> Records from a dataset:
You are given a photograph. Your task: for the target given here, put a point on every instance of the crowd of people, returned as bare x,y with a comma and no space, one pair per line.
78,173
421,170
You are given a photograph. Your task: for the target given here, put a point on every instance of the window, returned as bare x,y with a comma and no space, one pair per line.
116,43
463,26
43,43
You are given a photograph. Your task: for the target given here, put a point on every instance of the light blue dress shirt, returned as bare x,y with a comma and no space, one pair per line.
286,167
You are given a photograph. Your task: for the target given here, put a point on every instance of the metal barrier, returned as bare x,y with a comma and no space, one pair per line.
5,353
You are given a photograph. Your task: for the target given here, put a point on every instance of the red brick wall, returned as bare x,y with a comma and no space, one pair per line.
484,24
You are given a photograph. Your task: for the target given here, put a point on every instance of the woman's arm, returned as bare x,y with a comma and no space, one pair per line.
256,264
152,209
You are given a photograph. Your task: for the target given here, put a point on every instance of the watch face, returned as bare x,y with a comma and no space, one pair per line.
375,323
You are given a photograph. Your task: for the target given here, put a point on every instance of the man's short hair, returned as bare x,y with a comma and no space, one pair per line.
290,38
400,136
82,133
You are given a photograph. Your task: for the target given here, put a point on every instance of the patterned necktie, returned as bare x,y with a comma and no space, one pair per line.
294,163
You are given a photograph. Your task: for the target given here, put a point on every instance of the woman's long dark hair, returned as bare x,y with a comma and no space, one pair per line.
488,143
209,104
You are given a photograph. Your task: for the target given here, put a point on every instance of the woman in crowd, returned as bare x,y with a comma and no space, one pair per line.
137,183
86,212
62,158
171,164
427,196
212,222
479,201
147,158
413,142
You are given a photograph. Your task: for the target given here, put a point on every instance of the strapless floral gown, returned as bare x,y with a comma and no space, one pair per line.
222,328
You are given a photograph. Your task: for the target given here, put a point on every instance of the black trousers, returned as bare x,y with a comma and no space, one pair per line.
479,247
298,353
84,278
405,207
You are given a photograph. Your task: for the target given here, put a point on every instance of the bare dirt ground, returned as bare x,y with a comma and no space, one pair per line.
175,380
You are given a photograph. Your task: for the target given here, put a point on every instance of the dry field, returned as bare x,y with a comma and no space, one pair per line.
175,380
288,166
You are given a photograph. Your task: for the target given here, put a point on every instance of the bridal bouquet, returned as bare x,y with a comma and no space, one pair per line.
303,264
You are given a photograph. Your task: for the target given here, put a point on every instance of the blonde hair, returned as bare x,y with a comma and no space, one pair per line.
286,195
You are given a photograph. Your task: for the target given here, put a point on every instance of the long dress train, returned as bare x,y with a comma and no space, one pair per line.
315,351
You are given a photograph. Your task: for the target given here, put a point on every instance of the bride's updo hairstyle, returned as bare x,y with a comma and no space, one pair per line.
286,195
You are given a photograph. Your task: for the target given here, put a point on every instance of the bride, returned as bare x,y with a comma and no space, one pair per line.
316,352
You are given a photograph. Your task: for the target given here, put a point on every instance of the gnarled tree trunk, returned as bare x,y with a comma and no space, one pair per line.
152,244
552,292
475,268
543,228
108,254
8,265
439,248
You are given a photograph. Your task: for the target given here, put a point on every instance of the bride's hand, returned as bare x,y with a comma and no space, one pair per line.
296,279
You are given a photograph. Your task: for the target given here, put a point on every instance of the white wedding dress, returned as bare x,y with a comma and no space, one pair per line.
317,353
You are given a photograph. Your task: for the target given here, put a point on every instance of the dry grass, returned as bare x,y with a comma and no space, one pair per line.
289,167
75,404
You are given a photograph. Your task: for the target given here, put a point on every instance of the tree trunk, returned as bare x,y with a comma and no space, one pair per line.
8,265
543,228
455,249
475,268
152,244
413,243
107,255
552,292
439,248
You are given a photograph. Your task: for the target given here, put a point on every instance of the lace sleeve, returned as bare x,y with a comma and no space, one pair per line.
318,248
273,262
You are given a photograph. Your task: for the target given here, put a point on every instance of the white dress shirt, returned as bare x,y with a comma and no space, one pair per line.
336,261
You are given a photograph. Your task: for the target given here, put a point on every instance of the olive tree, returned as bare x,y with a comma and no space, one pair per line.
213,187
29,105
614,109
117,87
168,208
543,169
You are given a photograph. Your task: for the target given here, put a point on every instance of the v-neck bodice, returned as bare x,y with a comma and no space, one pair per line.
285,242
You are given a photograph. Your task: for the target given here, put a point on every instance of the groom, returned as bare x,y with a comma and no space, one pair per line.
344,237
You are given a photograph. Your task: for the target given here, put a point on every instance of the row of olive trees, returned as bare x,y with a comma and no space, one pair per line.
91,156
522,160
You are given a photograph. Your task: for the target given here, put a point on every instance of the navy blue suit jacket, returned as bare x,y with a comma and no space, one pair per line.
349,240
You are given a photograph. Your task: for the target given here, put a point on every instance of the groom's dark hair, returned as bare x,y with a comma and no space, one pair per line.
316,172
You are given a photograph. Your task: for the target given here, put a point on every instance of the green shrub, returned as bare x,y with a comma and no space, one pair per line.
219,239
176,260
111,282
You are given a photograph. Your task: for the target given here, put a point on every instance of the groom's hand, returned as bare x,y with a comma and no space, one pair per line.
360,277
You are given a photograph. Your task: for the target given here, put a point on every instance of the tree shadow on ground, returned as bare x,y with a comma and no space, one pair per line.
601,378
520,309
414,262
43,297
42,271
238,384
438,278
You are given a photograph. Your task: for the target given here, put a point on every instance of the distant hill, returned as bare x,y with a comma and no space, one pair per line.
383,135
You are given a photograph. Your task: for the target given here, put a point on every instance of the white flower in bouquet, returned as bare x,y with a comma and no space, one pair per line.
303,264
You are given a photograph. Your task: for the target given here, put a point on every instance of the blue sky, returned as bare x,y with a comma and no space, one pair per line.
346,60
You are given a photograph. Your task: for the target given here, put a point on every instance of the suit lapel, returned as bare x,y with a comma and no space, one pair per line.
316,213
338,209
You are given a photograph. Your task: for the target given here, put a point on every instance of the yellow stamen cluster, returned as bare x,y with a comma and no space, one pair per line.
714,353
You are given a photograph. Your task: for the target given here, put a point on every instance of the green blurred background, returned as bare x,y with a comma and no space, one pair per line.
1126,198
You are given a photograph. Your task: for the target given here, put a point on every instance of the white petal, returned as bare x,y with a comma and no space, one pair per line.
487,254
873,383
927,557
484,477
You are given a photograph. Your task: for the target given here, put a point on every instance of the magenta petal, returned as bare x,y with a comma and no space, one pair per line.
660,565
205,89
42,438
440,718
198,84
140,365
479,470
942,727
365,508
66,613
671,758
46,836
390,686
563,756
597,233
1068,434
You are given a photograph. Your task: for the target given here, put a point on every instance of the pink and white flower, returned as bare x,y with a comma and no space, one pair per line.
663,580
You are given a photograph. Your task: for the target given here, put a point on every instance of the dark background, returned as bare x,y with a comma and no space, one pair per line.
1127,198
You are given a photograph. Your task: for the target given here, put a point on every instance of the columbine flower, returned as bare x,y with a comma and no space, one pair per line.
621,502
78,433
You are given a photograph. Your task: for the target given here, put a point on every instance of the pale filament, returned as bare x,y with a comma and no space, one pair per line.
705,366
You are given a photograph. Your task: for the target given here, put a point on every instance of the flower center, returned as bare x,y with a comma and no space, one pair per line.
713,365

> DO THIS: Reproduce the entries above in full, verbatim.

> ANSWER TO THIS TASK:
You are given a photograph. Your task: for the target given here, put a point on every instance of the crowd of people, returned as bare x,y with a comma and no space, one pair per line.
78,173
421,170
You are given a photograph. Your task: for the target given here, put a point on every instance of the window, returned as bare x,y with a comma and no space, one pair per line.
116,43
463,26
43,43
You are given a photograph. Your task: for the target given here, put a point on every instance of the light blue dress shirt, returned as bare x,y with a comma and no space, one pair per line.
286,167
You are given a photograph. Your task: for the target given here, put a point on every instance of the metal barrier, returned as bare x,y with a comma and no space, one pair per line.
5,353
You are given a photograph. Your task: for the target given here, put a point on every instance of the red brick wall, returned as bare x,y with a comma and no space, one pair per line.
484,24
You are given a photograph. Your task: for the target given here, put a point on every instance of the woman's arm, returned as bare x,y with a comma and no space, one pair per line.
256,264
152,209
You are given a photograph. Your task: for the target given here, put a point on every instance of the watch face, returned as bare x,y with a comma and no space, one pair per line.
375,323
You are given a photograph. Your task: for the target given here, put a point on every instance of the man's short hair, returned as bare x,y with a comma and no space, one pair per line.
290,38
400,136
82,133
You are given a photograph. Your task: for the target given here, put a point on every instance of the patterned necktie, returned as bare x,y with a comma and no space, one pair per line.
294,163
You are given a photograph. Your task: for the target given here, put a point on every instance of the woman's long dark hair, returned as bare x,y with a comma and no space, one pair per line.
488,143
209,104
You are given a photograph. Your task: for the target given here, put a point on every instance of the woman in crowd, returned as bare x,y with a comma and no space, one pair per line.
137,183
86,212
62,158
171,164
427,196
212,222
479,201
147,158
413,142
You are given a photograph. Your task: for the target given here, put a point on every instance of the strapless floral gown, returned as bare x,y with a comma and no space, one pair per line.
222,328
You are given a photograph. Your task: for the target given here, put a point on every instance of the black trousers, returned as bare x,y with a comma and no space, one pair per line.
479,247
298,353
84,278
405,207
You are given a photograph. Your task: for the target given here, put a point on every instance of the bare dirt ground, returned as bare x,y with a comma and no space, one pair per line.
175,380
You are given a photograph. Your task: for the target given here, put a point on every instance of the dry field, returned as bare x,y with a comma and no space, one pair per line.
175,380
288,166
You are given a photograph. Your task: for the target given here, put a point on every instance of the bridal bouquet, returned as bare x,y with a comma and no space, one pair per line.
303,264
You are given a photograph. Your task: for the target given here, put a point on every instance of the blonde hair, returned as bare x,y with a comma and no space, one pair per line.
286,195
You are given a photograph. Your task: for the target given here, put a point on every instance of the long dress train, returned as bare x,y with a comma and no space, one pair per line.
315,351
You are given a photograph. Your task: for the target given here, put a point on every instance of the bride's updo hairstyle, returned as bare x,y with a comma and no space, one pair per line.
286,195
You are given a photograph. Your task: for the target given here, put a point on every instance of the bride, returned as bare x,y with a comma and no space, one pair per line.
316,352
You are given a photograph. Your task: for the target given here, put a point on every instance of the gnarled tree trunk, returned as bare x,y with a comma and no space, one pair per line.
152,244
552,292
475,268
543,228
108,254
8,265
439,248
You are given a photograph. Your task: for the target given here, put a point on every instance of the bride's hand, returned as bare x,y with a comma and no space, one pair per line.
296,279
You are given a photograph. Your task: for the target given here, put a point on every instance of the white wedding dress, returned as bare x,y with a comma and no space, one pair per line.
317,353
You are given a photograph. Your task: for the target given here, put a point on every instance of the dry grass, returned as bare x,y with a comma and no space, one pair per line.
289,167
75,404
You are given a photograph. Your task: for the target given here, put a point on every instance of the tree trunk, returned as bare x,y with a comma and no space, one pair per line.
8,265
543,228
455,249
475,268
152,244
413,243
107,255
552,292
439,248
You are given a photograph. Your task: for the target given here, put a point on every instance of the lace sleeve, returned as bare x,y with a comma and no space, one pair per line.
318,248
273,262
You are given a photograph. Your task: for the target given here, put a point on every instance of the white dress shirt, returned as bare x,y with a comma and no space, one pair per line.
336,261
You are given a photograph. Your task: for the target given here, put a point on every instance of the olive tree, returned as bare x,y with a comma and no space, one pair per line.
213,187
29,105
614,109
117,87
168,208
543,169
You are given a photograph. Your task: for the target given here, put a point on every instance of the v-neck bodice, returned as bare x,y with a comma and no space, one pair per line.
285,242
You are given a photograph. Your task: for the target given here, put a point on every instance of the groom, returned as bare x,y with a comma and no space, one pair per line.
344,237
You are given a photograph. Your task: for the target given here, put a point on every instance of the row of olive trees, returned as bare x,y with a comma and no space, one pair per line.
91,156
522,160
You are given a photograph. Your task: for the target given here, put a point on every instance of the navy blue suit jacket, returned as bare x,y with a comma and no space, one pair per line.
349,240
You are given a photograph. Your task: for the target given here, put a point on every instance of the groom's dark hair, returned as bare x,y with a comma and no space, one pair per line.
316,172
You are given a photograph. Your task: for the target given here, put a point on every instance of the green shrub, returned as bare x,y with a comma and no space, one pair per line.
219,239
176,260
111,282
You are given a photograph. Your task: for the target given here, put a point on every instance of the groom's hand, returned as bare x,y with a comma and no space, one pair per line.
360,277
You are given a photograph. Your task: for the target given here, put a point on every instance of the tree shadow on ground, returned as bare x,y with a comma and no space, one pair per line.
601,378
520,309
414,262
43,297
42,271
238,384
438,278
You are given a photograph. Your task: for the target given here, put a point on every instance of the distant hill, returned as bare x,y with a comma and no space, one pair per line.
383,135
You are given a photograph. Your task: for the target given here, put a point on every instance of the white flower in bouquet, returned as bare x,y with a comma and no space, one pair per line.
303,264
You are given a photograph. Your task: for the target given here, put a point on every instance of the blue sky, returned as bare x,y with a comma and no space, one pair per line.
346,60
You are given a photograph. Your task: for the target given here, put a point on every instance of the suit lapel, returned as bare x,y with a comma and no space, one pair per line.
316,213
338,209
You are given a photograph. Your task: for the target given here, put a point on every instance of the yellow stamen cluster, returned as bare x,y with a comma and no space, one pair per line.
714,353
You are given a photograph. Your task: for the target given here, put a point on every instance of the green blurred background, returned as bare x,y with a comma and no space, one pair per line.
1126,198
You are given a photograph. Your task: for the target given here, put a point on every instance of the white petal, returned as bare x,y with a comma and no space, one pair per line.
487,254
873,383
927,557
484,477
You are given a photograph. Your task: for the target given here, put a point on every instance of the magenta petal, returned as bare x,y with a comma and no space, one pair per line.
660,565
205,89
42,438
440,718
198,84
140,365
479,470
942,727
365,508
66,613
671,758
46,836
390,686
563,756
597,233
1068,434
You are given a photograph. Your task: for the target given here, put a point on every instance of the pink and white flower, returned as bare x,y with a comma and no space, one pair per line.
663,580
You are given a photograph. Your task: for the target given here, put a point on every instance of the dark background, returned as bare x,y with a comma and no space, one pair per line.
1127,198
You are given a photograph. Your task: for the target given here, put a point on every instance of the columbine flower, returned as bare x,y with a comma and no space, one pair per line.
621,502
78,433
You are given a photograph. Your task: for the target given here, put a point on every instance of the pale filament, returned as bare x,y with a comma and no space, one pair per line.
705,366
You are given a photograph. Your task: for the target given here, put a point on every instance of the flower center, returned as bare x,y with a comma and no space, one pair per line.
713,365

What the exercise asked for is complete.